*REQUIRED TASKS*:
[a] According to the passage on election violence in America, why are Americans unable to put the current political climate in context? Answer in one to three sentences.
[b] Please go on with the passage on election violence in America from where it stops.

America is not a “civilized country.”
While, compared to most countries, we have an abundance of toilets, street lights and wifi hotspots, the so-called “United” States also boasts more intentional homicides, gun violence and is more politically unstable than most of the developed world (or as one slightly jaundiced geopolitical expert calls them— the “shithole countries”).
The prospect of civil unrest and violence over the 2020 election is real. And, according to the Justice Department, the FBI, the Department of Homeland Security Independent studies and state and local law enforcement agencies, the violence is likely to come from far-right extremist groups. Militia groups have said as much. We have already seen it happening.
And then there’s history.
White Americans suppressing, terrorizing, threatening and killing non-white people because of their votes is more commonplace in America than free and fair elections (To be fair, Black people are still waiting for the first free and fair American election.) But because our social studies curriculum teaches us about cherry tree-chopping, “states rights” and other forms of American exceptionalism, we are left with an inability to contextualize this current political climate.
No, my friends, America is not “better than this.”
Here is an incomplete history of white America’s historical responses to the threat of Black people participating in democracy.
October 1, 1742: In a not-so-rare incidence of white-on-white violence, city and county officials in Philadelphia beg residents not to bring weapons to the polls on Election Day. But during a dispute over who will serve as voting inspectors, sailors with clubs and sticks attack the local crowd and Anglican vs. Quaker violence ensues.
No oatmeal was harmed in Philadelphia’s “Bloody” Election Riot of 1742.

*RAW DATA*:
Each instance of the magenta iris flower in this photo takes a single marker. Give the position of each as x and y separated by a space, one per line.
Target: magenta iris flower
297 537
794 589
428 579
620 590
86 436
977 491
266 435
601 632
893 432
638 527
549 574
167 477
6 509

*ANSWERS TO THE PROBLEMS*:
[a] The passage says that social studies curriculum teaches cherry tree-chopping, "states rights" and other forms of American exceptionalism. Because of this, Americans are left unable to contextualize the current political climate, even though white Americans suppressing, terrorizing, threatening and killing non-white people over their votes has been more commonplace than free and fair elections.

[b]
June 14, 1788: America’s first presidential election almost didn’t happen because America almost didn’t happen. Concerned that free Black Americans would join the new federal army and instigate a national slave revolt, Virginia’s powerful elite refuses to ratify James Madison’s proposed Constitution unless he addresses their concerns. Madison concedes to the slaveowners’ demands by amending the Constitution with one sentence that will serve as gasoline for future sparks for centuries to come:
“A well regulated Militia, being necessary to the security of a free State, the right of the people to keep and bear Arms, shall not be infringed.”
July 11, 1804: Alexander Hamilton breaks the 1800 Electoral College deadlock, making Thomas Jefferson the third president of the United States and angering first runner-up Aaron Burr in the process. Convinced that Jefferson would drop him from the ticket in 1804, Burr runs for governor of New York instead. When Hamilton campaigns against Burr for the second time, the two decide to take their dispute to the streets. Burr kills Hamilton in the ensuing duel.
Someone should write a movie about this. Or at least a musical.
November 1854-1860: To sway a referendum on whether Kansas would become a free state or a slave state, thousands of pro-slavery “Border Ruffians” invade the Kansas territory, inciting a series of armed attacks that would last until the Civil War. During the six-year debate over slavery, pro-slavery Congressman Preston Brooks takes a cane and beats anti-slavery Sen. Charles Sumner to a bloody pulp on the Senate floor.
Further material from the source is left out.